# [DIRECTIONS FOR THIS TASK]
In the listing below, locate the line containing "Task: set a pin on each instance of the red metal"; reproduce that line and all lines that follow it, unchanged.

** Start DATASET RECORDS **

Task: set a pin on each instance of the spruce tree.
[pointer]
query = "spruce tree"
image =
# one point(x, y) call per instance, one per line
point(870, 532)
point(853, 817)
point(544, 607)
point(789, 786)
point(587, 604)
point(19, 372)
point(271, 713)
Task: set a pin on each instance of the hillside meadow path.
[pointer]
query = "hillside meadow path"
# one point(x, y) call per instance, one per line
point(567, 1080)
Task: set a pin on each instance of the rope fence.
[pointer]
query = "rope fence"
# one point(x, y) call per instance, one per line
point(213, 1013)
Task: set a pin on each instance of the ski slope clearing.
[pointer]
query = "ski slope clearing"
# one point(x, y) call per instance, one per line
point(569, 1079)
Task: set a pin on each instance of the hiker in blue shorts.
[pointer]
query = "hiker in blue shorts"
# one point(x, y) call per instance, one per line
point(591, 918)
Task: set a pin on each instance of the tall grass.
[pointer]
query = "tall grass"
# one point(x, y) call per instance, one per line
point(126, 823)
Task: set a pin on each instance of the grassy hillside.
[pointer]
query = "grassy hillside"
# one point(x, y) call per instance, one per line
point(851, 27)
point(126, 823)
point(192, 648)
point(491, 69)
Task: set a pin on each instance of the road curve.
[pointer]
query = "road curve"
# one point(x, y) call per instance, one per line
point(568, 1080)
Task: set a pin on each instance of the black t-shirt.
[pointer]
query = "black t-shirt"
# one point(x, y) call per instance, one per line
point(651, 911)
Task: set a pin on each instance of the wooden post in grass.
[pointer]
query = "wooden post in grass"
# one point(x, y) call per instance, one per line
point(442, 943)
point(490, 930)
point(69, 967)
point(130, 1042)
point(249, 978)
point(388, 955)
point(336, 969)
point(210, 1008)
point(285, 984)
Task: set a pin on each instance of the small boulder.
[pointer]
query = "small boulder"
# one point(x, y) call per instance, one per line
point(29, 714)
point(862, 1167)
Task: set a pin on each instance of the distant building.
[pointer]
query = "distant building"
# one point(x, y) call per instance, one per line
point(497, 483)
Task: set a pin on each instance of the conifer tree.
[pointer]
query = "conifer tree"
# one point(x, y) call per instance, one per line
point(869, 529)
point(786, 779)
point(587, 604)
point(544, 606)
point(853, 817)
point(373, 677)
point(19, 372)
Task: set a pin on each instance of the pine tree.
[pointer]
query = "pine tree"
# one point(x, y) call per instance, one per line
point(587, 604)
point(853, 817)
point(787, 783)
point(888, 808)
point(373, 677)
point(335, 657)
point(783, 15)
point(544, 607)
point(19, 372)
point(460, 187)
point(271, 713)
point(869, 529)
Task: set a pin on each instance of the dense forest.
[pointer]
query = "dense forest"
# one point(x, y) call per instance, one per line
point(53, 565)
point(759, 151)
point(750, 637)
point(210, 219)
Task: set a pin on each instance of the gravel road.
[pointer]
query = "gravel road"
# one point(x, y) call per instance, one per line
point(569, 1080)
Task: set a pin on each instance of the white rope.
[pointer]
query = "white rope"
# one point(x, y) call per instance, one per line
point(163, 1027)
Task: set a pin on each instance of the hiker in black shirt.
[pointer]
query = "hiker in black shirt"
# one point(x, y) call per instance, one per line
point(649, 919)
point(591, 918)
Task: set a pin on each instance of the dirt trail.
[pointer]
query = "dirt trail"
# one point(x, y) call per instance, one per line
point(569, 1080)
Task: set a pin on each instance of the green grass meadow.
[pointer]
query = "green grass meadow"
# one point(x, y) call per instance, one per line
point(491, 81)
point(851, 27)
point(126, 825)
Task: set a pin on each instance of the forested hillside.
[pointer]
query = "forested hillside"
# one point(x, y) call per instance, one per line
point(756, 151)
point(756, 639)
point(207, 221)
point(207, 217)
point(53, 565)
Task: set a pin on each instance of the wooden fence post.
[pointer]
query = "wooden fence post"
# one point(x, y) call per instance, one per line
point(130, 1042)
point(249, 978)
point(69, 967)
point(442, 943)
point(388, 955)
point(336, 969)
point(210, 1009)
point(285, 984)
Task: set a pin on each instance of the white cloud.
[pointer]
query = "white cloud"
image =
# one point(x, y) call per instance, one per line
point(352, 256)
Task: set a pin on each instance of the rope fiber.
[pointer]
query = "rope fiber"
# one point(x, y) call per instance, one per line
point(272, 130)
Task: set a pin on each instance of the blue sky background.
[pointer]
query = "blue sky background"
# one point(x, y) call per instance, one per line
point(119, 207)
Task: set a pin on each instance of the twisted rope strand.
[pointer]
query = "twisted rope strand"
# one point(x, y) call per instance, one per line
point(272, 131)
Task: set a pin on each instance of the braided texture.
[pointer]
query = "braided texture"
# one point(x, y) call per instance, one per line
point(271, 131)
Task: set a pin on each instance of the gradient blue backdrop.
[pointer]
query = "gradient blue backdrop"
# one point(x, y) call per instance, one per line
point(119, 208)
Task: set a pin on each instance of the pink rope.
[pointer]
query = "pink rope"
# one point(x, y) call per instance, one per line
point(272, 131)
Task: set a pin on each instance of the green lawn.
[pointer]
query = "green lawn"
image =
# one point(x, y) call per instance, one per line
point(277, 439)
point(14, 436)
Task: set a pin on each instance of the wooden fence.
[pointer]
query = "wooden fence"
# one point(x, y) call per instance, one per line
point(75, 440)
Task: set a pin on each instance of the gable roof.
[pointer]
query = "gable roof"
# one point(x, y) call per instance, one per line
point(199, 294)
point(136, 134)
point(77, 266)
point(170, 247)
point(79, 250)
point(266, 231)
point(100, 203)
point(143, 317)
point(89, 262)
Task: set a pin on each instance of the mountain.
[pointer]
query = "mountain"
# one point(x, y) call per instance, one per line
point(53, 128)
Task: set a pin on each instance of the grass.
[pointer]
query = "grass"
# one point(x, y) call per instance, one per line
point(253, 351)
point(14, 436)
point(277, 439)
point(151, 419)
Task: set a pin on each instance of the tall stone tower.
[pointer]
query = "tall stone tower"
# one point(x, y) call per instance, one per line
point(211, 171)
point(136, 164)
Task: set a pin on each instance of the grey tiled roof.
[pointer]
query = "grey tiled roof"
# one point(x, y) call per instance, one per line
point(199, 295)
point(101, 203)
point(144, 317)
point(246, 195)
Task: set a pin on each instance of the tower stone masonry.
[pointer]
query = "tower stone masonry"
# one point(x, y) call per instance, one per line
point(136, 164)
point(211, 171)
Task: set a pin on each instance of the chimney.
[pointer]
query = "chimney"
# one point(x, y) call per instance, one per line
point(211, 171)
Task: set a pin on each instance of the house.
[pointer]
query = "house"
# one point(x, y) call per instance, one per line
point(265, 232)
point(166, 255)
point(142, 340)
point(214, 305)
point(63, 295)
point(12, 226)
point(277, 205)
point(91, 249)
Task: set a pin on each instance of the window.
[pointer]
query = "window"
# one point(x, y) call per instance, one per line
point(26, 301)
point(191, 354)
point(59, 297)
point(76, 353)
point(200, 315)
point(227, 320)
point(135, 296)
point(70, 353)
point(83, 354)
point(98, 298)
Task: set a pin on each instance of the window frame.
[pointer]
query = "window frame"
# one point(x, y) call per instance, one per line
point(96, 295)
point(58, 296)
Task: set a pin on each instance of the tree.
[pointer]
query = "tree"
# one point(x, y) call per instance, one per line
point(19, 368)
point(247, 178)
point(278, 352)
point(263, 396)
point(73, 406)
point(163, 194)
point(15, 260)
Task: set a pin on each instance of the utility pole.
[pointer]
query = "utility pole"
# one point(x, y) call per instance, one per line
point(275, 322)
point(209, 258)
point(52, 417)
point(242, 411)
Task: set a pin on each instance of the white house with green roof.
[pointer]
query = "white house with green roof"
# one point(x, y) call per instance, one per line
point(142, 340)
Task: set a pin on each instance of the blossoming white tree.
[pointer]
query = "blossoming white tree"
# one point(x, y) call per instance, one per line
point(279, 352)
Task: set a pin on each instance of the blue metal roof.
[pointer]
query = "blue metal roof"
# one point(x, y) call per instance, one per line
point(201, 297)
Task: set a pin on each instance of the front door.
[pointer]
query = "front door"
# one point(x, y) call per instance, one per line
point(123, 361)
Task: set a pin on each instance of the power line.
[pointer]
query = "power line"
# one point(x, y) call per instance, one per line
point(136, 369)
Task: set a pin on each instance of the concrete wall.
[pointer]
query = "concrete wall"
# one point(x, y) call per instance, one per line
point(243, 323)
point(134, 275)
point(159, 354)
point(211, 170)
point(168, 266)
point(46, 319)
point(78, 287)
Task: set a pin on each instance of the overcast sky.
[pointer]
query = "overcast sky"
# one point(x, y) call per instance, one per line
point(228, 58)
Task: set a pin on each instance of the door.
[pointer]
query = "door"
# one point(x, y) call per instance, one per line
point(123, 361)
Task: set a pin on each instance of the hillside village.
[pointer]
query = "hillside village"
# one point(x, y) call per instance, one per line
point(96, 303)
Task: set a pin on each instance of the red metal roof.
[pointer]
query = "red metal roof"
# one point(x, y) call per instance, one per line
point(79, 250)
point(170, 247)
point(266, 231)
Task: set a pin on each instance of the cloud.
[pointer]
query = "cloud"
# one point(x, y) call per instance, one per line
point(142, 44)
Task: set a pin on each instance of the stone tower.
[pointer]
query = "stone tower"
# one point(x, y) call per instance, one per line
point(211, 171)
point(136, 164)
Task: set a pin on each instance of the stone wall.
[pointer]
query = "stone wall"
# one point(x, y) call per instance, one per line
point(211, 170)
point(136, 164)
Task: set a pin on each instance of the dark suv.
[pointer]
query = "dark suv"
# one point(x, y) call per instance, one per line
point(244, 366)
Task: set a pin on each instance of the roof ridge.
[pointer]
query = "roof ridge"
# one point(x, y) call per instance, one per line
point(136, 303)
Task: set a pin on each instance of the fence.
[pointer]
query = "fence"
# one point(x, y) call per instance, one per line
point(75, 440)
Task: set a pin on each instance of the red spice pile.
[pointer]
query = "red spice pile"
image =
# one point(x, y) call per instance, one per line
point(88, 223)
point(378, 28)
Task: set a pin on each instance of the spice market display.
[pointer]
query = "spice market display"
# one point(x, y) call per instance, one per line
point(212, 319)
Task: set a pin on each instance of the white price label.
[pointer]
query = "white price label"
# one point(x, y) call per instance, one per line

** End DATASET RECORDS **

# [RESPONSE TO THE EXERCISE]
Task: set a pin on each instance of the red metal roof.
[pointer]
query = "red metal roof"
# one point(x, y) call per instance, one per line
point(79, 250)
point(170, 247)
point(266, 231)
Task: set a pin on each instance of the cloud.
[pointer]
query = "cloud"
# one point(x, y) call per instance, one per line
point(142, 44)
Task: set a pin on each instance of the stone tower.
[pointer]
query = "stone tower"
# one point(x, y) call per instance, one per line
point(211, 171)
point(136, 164)
Task: set a pin on each instance of the stone wall.
[pointer]
query = "stone wall"
# one point(x, y) call per instance, one per line
point(211, 170)
point(136, 164)
Task: set a pin on each instance of the dark suv.
[pointer]
query = "dark suv"
# one point(x, y) call per instance, one per line
point(244, 366)
Task: set a pin on each instance of the roof ridge.
[pointer]
query = "roof ridge"
# one point(x, y) call per instance, one per line
point(136, 303)
Task: set a pin on each instance of the fence.
[pointer]
query = "fence"
# one point(x, y) call per instance, one per line
point(75, 440)
Task: set a pin on each instance of the red spice pile.
[pointer]
query = "red spice pile"
image =
# one point(x, y) call per instance, one per line
point(88, 223)
point(378, 28)
Task: set a pin on each instance of the spice market display.
[pointer]
query = "spice market display"
# one point(x, y) call per instance, one per line
point(212, 319)
Task: set a pin on each instance of the white price label.
[pointer]
query = "white price label"
# one point(x, y) call per instance, one per line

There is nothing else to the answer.